(Records in a dataset)

+ + +

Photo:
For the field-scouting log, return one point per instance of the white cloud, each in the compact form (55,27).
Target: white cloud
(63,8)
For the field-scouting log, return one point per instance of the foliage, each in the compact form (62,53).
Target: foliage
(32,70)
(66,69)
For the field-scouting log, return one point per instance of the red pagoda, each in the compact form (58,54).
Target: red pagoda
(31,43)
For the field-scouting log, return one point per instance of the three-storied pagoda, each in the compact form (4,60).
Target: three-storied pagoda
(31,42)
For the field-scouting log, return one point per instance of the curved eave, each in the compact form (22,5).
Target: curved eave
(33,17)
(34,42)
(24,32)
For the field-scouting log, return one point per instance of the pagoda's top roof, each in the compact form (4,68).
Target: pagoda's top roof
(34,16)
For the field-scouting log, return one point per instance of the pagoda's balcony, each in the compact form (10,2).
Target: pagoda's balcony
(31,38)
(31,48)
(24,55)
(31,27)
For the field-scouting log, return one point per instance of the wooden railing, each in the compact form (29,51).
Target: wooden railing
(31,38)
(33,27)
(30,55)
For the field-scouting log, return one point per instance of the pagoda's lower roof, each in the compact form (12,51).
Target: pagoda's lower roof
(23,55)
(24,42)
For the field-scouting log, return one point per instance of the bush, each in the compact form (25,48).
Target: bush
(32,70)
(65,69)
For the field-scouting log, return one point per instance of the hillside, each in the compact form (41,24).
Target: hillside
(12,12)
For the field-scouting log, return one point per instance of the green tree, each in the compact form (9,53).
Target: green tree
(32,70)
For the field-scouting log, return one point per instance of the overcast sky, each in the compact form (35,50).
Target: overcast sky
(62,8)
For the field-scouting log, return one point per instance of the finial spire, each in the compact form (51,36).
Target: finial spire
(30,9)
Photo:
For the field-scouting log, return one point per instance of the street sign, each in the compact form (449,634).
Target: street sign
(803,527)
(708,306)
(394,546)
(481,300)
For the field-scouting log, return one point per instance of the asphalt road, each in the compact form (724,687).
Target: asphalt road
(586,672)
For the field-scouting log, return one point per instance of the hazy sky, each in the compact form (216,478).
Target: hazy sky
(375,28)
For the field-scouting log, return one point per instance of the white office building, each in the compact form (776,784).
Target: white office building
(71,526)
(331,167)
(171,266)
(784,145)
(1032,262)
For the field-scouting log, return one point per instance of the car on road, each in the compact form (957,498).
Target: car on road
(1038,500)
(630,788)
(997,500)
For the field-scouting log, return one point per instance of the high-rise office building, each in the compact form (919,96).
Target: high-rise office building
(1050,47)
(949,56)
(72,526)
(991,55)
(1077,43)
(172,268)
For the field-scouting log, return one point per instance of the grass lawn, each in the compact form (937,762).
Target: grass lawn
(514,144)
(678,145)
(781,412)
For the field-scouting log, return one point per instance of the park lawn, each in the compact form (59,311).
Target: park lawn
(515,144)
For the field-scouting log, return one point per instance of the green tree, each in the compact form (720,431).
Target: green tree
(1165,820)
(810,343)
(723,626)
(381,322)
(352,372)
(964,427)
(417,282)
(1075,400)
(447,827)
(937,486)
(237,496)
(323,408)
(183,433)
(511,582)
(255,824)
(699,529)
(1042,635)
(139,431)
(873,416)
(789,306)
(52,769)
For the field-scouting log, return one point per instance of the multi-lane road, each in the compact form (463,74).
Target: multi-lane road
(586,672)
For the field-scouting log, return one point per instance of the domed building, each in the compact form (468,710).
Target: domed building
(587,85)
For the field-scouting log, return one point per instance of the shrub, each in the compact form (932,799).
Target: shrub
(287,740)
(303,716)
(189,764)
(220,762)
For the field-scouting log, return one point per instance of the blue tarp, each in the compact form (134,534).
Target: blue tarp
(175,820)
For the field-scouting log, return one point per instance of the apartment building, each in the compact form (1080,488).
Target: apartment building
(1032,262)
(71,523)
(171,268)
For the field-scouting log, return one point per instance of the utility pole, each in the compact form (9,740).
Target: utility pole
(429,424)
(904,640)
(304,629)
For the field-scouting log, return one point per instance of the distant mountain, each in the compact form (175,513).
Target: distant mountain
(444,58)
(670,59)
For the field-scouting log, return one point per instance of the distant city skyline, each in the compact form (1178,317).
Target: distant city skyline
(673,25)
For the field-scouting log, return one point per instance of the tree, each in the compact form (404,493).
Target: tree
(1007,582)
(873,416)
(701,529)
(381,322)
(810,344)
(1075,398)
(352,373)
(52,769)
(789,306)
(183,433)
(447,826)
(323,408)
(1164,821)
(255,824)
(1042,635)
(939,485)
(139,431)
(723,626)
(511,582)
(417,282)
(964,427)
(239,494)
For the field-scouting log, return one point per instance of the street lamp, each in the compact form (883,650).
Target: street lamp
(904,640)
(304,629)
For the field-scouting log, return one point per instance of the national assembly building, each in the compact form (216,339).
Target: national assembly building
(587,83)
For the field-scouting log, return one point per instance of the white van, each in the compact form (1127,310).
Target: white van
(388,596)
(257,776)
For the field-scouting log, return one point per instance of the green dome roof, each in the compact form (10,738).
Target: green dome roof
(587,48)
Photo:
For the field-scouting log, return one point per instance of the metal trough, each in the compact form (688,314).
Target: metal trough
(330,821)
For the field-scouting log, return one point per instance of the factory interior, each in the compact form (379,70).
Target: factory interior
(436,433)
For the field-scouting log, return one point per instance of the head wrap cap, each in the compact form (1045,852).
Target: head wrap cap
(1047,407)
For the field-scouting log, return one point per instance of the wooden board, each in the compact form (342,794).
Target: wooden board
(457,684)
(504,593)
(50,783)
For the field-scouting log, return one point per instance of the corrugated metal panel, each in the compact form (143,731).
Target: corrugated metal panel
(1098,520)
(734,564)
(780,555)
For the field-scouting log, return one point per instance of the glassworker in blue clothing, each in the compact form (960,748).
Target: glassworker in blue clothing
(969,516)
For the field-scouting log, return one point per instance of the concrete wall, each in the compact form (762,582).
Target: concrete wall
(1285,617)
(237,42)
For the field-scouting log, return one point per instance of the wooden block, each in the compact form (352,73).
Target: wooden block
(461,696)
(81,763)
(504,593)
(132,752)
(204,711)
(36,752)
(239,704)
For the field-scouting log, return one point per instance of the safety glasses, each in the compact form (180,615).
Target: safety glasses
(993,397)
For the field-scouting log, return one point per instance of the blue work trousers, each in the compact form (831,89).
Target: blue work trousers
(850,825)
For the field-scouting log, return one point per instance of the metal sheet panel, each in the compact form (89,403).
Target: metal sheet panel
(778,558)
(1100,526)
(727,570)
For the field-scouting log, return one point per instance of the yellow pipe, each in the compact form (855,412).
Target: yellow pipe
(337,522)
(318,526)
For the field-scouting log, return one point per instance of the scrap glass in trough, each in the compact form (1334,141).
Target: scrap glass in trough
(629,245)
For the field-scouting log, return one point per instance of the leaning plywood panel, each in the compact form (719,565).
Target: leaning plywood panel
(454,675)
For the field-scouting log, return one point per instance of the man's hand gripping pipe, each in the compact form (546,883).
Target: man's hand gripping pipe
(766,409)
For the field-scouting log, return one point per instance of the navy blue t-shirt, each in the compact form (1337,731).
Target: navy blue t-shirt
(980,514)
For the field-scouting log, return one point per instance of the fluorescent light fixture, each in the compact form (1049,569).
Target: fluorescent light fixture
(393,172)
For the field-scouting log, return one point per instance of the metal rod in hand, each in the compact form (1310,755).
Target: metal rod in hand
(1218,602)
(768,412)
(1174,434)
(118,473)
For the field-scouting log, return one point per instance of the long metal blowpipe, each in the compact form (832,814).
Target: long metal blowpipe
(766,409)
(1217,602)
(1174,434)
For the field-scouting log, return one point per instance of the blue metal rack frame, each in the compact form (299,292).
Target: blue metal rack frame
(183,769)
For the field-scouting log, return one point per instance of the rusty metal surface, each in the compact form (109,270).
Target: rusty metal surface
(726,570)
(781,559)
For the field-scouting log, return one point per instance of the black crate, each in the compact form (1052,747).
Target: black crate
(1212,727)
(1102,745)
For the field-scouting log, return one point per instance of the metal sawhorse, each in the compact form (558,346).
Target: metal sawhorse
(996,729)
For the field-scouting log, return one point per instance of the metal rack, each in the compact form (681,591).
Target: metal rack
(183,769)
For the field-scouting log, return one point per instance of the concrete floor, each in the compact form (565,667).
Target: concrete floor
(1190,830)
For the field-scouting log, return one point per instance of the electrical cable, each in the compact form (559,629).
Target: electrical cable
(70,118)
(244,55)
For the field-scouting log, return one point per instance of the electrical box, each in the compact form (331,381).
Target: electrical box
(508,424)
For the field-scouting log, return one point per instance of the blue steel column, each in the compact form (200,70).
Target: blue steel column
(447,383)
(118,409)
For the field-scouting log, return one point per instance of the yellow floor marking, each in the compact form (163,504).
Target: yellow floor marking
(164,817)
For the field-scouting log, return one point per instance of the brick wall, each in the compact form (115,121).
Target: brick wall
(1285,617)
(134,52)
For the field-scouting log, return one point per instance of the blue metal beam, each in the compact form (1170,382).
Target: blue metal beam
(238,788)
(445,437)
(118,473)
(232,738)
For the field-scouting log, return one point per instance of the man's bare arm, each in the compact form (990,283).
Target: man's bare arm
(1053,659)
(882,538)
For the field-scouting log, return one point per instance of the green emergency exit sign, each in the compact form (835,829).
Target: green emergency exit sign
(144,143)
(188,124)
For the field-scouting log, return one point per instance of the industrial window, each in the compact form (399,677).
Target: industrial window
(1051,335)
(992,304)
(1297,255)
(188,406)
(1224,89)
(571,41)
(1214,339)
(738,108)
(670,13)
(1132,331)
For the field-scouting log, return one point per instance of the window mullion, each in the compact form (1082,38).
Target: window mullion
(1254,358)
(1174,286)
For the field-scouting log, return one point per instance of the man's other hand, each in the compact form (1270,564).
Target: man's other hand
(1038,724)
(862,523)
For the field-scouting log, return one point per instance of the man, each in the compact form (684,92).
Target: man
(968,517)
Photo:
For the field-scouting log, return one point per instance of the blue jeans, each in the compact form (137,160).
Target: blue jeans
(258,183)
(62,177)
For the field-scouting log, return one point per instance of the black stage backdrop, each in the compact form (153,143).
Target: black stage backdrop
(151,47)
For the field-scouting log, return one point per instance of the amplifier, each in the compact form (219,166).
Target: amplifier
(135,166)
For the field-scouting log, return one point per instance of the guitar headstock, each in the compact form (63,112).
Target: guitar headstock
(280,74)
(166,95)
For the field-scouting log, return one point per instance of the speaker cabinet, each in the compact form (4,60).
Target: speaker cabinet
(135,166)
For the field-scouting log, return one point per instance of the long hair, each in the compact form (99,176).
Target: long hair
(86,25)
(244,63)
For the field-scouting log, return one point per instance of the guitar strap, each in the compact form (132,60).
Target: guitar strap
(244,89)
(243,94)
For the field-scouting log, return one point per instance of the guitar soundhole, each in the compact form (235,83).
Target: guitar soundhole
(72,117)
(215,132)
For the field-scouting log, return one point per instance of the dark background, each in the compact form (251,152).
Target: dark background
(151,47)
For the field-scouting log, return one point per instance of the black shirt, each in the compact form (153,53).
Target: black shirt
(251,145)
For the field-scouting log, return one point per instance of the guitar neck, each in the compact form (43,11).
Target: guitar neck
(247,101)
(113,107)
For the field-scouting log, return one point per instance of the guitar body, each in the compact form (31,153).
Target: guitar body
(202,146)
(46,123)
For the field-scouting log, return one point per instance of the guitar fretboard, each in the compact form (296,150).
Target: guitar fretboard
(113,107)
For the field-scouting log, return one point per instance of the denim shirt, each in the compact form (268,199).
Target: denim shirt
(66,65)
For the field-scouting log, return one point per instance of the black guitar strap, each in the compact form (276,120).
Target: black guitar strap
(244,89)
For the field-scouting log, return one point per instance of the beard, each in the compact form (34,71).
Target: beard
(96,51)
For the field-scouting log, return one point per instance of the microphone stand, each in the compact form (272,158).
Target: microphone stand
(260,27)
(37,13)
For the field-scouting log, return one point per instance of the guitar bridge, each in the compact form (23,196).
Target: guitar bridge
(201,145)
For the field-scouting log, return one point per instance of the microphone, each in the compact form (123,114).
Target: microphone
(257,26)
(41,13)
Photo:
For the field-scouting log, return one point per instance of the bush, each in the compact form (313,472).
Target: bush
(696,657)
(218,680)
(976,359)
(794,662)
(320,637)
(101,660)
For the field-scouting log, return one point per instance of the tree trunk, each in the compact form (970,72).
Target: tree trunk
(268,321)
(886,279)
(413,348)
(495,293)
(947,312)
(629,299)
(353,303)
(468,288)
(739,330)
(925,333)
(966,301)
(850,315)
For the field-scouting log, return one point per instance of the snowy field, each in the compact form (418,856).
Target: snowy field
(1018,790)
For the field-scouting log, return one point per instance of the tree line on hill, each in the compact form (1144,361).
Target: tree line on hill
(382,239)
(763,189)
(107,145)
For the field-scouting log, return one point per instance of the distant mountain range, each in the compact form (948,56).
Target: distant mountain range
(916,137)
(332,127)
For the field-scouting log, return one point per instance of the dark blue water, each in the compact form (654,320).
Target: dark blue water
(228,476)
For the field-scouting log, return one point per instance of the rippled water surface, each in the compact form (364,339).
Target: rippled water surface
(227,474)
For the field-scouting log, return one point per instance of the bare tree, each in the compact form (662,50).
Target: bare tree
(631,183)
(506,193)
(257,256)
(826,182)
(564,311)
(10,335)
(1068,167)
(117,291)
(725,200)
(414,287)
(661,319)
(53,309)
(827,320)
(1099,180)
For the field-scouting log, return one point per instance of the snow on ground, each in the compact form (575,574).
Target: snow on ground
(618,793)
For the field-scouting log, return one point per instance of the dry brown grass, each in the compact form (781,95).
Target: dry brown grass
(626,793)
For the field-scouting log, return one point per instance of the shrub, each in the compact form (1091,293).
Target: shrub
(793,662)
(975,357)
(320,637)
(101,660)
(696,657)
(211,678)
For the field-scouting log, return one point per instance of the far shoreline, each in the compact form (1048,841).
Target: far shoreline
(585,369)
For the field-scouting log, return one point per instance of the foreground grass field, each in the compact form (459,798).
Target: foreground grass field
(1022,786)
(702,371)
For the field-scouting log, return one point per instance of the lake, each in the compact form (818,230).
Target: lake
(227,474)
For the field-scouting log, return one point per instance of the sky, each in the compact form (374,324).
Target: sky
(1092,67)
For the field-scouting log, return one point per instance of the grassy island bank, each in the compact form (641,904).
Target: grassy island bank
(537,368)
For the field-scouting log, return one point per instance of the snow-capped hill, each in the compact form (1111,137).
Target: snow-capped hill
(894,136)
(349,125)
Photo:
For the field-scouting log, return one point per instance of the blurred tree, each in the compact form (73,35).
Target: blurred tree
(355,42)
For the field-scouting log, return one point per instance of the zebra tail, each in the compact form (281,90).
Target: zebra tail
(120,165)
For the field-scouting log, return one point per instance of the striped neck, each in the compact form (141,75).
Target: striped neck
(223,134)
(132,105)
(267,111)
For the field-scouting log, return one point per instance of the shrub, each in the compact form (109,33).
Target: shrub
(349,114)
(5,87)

+ + +

◆ **WHAT IS REQUIRED**: Repeat everything from the line containing "compact form (141,75)." down to the last line, swapping "shrub" for "bush" and keeping all else the same.

◆ **ANSWER TO THIS PROBLEM**:
For the field-scouting log, return one point per instance of the striped neck, each in the compact form (141,75).
Target: striped neck
(223,134)
(132,105)
(267,111)
For the field-scouting log, return one point per instance of the bush, each in the compact form (109,33).
Target: bush
(349,114)
(5,87)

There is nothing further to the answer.